## Task instructions
Can you copy out the rows between the lines holding "Objective — one dot per instance of the patio chair" and "[[169, 489], [935, 631], [1096, 682], [1088, 464]]", inclusive, swapping "thickest" for "widest" and leaving everything else as it is?

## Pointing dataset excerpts

***

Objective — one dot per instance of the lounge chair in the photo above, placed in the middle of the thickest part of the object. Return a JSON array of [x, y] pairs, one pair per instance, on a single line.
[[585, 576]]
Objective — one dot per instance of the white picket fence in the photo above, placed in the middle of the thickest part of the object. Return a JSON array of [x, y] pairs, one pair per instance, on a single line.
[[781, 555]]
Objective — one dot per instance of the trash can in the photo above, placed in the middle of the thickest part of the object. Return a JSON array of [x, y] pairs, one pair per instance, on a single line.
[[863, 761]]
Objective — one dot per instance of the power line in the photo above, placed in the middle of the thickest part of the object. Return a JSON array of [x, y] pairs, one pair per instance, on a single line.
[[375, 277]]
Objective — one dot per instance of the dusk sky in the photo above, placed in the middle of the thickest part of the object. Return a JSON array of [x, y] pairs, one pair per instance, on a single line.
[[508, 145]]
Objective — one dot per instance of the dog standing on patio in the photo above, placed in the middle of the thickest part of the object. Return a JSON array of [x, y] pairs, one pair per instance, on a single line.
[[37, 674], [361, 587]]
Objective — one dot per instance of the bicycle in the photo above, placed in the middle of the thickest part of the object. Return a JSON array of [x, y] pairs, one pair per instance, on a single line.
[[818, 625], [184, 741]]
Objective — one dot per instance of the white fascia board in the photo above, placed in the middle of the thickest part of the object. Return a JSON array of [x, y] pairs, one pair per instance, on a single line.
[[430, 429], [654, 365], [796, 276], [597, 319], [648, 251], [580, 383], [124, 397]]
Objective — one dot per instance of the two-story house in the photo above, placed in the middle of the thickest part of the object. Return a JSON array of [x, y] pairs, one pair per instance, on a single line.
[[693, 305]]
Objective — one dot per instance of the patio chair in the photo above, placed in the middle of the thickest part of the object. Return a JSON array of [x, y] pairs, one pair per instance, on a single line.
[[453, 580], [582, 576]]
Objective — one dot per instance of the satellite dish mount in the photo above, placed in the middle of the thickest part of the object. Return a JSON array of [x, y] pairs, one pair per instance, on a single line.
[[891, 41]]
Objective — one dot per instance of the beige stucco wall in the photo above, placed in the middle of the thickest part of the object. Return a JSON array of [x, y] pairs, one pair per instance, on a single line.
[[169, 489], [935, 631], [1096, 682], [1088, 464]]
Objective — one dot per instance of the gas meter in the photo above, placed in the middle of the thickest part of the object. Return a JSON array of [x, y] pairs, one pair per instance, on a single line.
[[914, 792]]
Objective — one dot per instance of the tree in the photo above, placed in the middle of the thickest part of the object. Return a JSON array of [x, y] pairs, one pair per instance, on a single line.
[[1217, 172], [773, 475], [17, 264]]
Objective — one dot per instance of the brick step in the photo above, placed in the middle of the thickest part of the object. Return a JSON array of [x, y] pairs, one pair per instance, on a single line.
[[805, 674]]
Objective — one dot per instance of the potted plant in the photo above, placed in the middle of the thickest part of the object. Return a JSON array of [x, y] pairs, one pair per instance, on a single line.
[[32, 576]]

***

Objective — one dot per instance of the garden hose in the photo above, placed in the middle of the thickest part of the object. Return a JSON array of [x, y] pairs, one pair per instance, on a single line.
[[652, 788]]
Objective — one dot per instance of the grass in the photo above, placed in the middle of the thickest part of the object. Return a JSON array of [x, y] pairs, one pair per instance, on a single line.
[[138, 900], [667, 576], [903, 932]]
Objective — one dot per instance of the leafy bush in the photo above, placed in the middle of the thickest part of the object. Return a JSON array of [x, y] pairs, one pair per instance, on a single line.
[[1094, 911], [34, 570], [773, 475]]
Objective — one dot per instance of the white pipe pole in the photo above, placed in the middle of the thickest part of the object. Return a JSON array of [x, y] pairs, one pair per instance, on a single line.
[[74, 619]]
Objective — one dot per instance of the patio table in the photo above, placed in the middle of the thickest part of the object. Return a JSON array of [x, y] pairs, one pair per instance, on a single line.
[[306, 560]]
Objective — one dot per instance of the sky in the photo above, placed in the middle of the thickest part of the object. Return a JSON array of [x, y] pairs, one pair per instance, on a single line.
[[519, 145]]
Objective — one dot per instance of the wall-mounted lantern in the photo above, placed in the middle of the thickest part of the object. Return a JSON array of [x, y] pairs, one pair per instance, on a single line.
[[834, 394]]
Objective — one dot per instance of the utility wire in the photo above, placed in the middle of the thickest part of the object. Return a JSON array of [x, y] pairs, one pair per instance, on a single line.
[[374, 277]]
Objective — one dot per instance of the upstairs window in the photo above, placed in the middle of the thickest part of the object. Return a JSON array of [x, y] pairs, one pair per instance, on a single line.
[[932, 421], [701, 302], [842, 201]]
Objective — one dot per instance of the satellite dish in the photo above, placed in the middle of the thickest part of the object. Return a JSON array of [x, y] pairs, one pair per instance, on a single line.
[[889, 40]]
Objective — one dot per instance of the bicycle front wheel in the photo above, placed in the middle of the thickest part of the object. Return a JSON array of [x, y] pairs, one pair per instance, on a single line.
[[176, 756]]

***

## Complete response
Objective — one dot per instance of the patio chair in the photo above, placed in the middle of the widest part of the object. Return a JSON array of [x, y] pairs, one pair per instance, on a single line.
[[453, 580], [582, 576]]
Objective — one dot per instance of the satellite dish mount in the photo above, placed in the middle of the widest part of the object. Return a JSON array of [x, y] pairs, one pair per instance, on a single line.
[[891, 41]]
Objective — one dot per instance of the beige stucco wall in the photo above, placed in the middle of the widest part of the object. Return a JSON array of [x, y] pairs, one pair per instance, on a single line.
[[169, 489], [935, 631], [1096, 682], [1088, 464]]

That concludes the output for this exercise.